*Written request*: Please extract every line in the data below that contains the word "wall".

___ Records for processing ___

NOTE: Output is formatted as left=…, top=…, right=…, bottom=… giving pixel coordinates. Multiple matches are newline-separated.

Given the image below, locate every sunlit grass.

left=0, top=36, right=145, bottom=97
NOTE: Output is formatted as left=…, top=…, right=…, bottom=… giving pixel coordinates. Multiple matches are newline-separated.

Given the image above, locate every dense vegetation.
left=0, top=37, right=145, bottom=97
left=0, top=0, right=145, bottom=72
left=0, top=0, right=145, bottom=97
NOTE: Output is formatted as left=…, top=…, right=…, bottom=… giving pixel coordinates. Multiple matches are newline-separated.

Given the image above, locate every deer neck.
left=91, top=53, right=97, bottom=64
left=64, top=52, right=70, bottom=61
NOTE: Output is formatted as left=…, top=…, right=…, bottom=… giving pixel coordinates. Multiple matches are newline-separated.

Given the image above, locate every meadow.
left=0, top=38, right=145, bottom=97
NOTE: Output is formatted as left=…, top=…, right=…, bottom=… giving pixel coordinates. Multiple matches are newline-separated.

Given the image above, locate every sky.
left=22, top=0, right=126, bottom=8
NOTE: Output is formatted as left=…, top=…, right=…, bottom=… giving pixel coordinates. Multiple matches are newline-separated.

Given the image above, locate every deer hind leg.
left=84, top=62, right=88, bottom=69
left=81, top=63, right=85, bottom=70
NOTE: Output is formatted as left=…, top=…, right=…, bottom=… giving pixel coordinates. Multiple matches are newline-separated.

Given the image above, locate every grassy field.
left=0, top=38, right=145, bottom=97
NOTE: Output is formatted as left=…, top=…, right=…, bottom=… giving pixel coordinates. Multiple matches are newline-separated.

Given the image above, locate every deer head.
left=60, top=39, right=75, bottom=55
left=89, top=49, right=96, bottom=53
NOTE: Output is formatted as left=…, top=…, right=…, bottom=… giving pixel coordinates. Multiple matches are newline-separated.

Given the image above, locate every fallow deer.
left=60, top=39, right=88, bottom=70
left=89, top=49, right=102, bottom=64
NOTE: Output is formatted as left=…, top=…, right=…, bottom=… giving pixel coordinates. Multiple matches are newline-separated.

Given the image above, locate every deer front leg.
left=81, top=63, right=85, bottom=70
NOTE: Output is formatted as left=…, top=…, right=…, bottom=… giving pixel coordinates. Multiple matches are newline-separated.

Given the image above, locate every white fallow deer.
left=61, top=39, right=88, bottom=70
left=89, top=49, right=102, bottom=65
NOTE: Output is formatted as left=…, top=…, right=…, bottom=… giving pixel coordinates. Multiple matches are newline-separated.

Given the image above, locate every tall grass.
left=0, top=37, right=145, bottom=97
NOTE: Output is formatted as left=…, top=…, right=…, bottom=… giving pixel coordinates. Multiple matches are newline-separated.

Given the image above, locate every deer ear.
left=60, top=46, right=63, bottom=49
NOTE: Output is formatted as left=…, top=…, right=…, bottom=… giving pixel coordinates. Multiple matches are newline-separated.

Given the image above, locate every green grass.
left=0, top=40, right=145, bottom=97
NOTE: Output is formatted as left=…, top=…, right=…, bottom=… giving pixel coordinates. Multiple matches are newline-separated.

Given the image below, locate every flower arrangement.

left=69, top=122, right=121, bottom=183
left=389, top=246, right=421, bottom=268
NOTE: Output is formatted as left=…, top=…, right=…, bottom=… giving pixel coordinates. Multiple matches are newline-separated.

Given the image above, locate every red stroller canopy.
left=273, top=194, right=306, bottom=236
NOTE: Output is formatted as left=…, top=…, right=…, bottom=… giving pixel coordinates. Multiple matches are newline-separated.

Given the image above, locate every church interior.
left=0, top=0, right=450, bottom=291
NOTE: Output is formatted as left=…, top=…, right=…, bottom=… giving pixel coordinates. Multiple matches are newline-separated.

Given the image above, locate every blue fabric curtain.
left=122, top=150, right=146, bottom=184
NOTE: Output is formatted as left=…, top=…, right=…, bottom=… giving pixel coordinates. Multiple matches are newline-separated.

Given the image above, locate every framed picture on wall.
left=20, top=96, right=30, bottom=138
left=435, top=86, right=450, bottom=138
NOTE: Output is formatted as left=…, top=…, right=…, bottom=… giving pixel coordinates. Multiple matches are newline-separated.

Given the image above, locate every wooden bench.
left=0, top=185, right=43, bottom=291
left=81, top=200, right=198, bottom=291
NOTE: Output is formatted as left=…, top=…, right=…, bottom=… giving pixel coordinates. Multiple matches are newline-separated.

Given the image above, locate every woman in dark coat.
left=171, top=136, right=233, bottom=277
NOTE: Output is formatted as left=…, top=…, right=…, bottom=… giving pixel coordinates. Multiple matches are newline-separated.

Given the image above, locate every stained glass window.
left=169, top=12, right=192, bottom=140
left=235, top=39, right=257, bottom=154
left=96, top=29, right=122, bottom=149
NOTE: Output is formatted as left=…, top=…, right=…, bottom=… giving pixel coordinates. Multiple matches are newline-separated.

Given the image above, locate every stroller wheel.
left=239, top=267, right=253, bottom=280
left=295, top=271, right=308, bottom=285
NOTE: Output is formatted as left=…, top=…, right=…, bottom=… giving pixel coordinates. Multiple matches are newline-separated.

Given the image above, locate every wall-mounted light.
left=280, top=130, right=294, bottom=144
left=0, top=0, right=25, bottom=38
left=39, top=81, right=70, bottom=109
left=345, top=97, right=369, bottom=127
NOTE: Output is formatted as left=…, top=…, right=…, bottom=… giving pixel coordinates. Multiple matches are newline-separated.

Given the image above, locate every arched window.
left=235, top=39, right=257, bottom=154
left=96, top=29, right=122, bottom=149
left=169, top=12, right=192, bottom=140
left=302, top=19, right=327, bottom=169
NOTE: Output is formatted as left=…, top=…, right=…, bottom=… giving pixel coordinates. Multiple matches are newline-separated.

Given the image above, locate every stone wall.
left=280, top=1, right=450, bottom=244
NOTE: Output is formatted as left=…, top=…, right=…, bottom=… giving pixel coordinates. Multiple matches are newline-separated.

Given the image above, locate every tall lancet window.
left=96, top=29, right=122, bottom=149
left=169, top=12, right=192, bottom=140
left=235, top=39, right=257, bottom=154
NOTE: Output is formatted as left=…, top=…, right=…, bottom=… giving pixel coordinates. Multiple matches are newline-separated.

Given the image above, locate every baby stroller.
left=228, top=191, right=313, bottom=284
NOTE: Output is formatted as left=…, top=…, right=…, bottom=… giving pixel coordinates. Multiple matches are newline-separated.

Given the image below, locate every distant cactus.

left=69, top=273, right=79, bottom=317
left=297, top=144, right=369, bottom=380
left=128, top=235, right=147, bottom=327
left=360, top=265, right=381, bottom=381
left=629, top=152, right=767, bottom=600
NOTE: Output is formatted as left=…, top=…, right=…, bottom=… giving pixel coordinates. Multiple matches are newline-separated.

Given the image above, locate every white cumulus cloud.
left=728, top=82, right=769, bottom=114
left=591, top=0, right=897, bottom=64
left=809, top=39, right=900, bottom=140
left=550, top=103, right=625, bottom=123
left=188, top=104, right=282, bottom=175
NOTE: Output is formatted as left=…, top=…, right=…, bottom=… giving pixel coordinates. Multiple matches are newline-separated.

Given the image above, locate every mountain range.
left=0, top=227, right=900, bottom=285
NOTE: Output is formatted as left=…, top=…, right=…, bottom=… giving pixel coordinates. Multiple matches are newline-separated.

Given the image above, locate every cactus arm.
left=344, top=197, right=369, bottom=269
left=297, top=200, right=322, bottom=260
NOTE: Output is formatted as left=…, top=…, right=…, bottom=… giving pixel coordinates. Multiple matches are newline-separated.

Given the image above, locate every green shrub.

___

*Answer to the task*:
Given the image above, locate every framed picture on wall.
Given the image above, locate every wall-mounted light.
Given the image above, locate every stone wall.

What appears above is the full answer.